_WORK ORDER_
For the word "crackled", count the lines below that contain it. Give the number alone.

_DATASET ENTRIES_
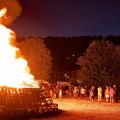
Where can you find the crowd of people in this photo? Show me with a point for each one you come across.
(108, 93)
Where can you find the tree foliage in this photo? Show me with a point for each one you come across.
(100, 64)
(38, 56)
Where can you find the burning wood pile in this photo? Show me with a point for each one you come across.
(25, 101)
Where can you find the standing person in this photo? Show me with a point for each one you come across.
(99, 90)
(116, 93)
(107, 96)
(92, 93)
(60, 93)
(112, 93)
(82, 92)
(75, 92)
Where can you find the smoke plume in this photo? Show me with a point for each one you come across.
(13, 10)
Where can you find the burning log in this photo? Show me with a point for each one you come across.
(24, 101)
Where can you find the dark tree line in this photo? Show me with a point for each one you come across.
(100, 64)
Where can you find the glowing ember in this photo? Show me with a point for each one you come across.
(13, 71)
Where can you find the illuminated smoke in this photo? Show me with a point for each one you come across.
(13, 10)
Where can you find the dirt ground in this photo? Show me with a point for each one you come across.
(77, 109)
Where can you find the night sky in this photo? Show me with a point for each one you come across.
(68, 18)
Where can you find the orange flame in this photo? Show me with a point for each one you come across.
(12, 70)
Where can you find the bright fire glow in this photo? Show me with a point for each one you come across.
(12, 70)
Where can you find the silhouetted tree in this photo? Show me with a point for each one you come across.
(38, 56)
(100, 64)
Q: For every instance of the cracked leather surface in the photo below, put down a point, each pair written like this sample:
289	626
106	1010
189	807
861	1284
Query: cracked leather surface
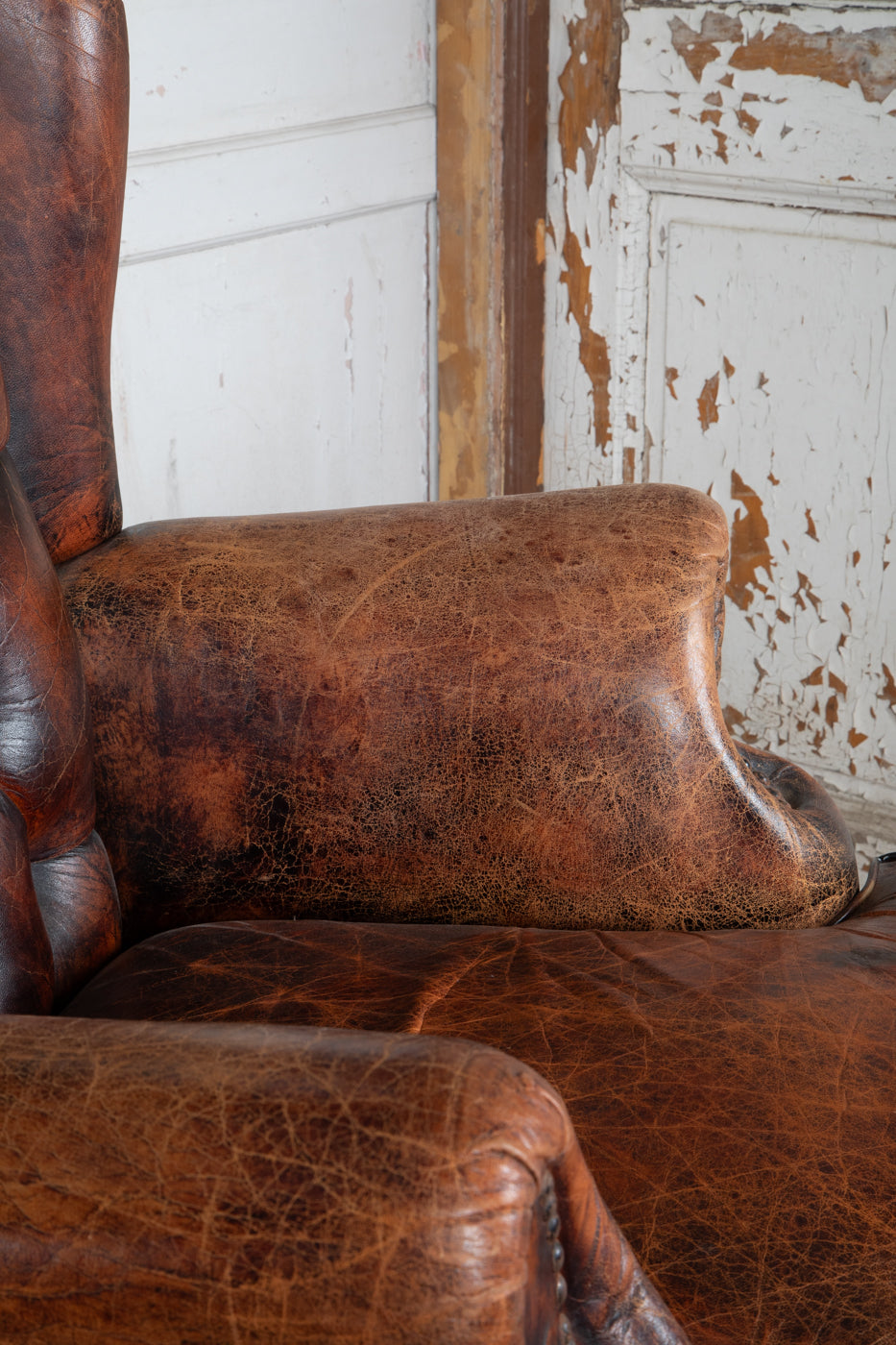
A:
182	1186
492	710
46	776
732	1089
63	111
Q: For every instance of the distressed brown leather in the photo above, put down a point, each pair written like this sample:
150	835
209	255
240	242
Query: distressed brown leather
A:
173	1186
489	710
732	1091
46	766
26	957
63	120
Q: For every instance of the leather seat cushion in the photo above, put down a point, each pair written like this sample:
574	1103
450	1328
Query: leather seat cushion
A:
732	1091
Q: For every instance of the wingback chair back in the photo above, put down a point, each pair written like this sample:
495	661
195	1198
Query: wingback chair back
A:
63	110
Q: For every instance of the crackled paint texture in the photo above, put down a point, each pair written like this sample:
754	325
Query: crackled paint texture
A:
690	338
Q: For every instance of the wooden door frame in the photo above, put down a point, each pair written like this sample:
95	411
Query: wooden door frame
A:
492	175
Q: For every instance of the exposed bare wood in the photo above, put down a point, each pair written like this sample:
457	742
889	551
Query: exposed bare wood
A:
492	145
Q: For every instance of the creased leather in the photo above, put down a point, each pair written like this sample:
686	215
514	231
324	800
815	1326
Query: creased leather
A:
26	957
492	710
63	113
46	764
732	1091
170	1186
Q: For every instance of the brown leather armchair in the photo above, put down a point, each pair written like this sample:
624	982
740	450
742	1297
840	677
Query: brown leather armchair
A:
379	793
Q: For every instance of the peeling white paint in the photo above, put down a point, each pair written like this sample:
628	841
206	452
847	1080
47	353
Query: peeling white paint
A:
752	353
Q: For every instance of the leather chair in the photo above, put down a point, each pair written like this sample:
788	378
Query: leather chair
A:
379	793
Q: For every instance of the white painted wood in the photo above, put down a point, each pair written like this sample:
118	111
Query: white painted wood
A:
224	190
768	195
805	420
248	404
208	69
770	136
272	346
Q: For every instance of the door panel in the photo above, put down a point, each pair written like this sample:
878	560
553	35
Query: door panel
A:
725	269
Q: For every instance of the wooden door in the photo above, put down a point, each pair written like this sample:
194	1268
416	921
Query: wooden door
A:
722	214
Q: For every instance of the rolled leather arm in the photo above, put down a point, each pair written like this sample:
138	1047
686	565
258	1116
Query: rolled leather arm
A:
494	712
166	1183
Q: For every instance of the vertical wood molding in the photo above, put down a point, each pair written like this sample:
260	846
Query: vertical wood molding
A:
525	187
492	172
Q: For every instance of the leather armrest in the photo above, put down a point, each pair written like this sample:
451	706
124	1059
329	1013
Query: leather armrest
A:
496	712
167	1183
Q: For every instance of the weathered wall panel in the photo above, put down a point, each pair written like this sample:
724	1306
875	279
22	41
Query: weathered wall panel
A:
724	273
274	332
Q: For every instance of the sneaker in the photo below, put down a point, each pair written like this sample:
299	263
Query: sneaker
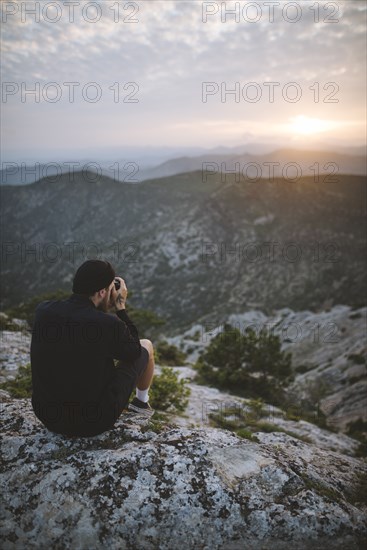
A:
138	406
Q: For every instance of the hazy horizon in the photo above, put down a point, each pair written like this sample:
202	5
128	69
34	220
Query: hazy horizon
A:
167	74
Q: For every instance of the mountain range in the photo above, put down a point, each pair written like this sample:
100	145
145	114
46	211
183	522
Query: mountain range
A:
258	162
192	247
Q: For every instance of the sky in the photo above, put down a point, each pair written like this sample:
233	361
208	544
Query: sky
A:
109	75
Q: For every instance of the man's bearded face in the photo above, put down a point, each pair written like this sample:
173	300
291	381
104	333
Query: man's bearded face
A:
106	300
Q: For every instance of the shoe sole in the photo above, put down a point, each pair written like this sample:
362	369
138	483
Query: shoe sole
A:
145	412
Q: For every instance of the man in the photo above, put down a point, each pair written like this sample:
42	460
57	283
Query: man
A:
77	389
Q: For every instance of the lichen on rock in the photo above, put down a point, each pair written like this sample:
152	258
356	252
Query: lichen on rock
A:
184	488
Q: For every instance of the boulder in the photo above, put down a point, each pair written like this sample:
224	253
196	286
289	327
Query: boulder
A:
152	485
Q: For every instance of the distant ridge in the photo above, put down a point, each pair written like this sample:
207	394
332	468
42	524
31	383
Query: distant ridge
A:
306	163
190	247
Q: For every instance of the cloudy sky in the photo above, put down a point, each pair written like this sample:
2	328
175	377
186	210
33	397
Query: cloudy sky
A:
159	73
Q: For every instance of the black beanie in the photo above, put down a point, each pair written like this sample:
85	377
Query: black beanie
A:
92	276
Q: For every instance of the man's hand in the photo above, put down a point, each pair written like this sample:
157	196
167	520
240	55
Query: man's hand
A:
118	297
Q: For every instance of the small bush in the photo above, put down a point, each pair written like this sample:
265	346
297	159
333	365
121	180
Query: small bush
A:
21	386
168	393
357	358
169	355
249	365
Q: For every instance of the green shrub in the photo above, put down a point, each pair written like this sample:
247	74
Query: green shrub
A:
168	393
357	358
169	355
7	324
21	386
249	365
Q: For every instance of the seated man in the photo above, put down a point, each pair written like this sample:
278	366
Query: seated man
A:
77	389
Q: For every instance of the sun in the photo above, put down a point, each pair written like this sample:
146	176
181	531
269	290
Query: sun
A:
306	126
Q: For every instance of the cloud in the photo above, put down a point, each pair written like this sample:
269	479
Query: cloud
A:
170	52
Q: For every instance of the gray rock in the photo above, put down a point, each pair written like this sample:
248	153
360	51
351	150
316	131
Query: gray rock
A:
179	488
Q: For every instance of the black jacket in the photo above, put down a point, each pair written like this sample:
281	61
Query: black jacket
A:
72	351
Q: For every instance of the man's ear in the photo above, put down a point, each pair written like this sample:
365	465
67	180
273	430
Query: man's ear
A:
101	292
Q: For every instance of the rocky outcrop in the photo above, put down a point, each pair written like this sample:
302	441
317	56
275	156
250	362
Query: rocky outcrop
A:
329	355
160	486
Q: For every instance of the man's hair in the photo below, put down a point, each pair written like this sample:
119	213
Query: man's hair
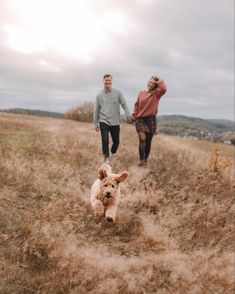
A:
156	78
107	76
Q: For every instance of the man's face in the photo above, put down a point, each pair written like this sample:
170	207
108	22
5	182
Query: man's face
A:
107	83
151	85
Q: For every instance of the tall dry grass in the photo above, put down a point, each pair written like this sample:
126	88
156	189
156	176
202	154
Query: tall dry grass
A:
174	231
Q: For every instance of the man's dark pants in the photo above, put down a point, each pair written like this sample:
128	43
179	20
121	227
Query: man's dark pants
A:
114	132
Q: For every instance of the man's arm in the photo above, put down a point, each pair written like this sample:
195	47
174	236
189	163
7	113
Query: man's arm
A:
124	106
96	113
161	88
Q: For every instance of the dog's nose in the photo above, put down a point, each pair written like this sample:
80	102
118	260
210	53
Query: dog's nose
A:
108	194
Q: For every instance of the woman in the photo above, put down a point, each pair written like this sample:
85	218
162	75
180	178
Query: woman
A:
144	115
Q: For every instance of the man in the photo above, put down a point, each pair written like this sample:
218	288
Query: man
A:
107	115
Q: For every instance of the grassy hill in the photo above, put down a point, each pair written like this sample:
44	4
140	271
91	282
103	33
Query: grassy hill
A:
175	225
213	129
177	125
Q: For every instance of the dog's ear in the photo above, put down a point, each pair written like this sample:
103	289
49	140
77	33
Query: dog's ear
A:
102	174
122	176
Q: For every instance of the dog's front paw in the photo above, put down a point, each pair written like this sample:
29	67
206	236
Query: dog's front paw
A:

_REPLY_
2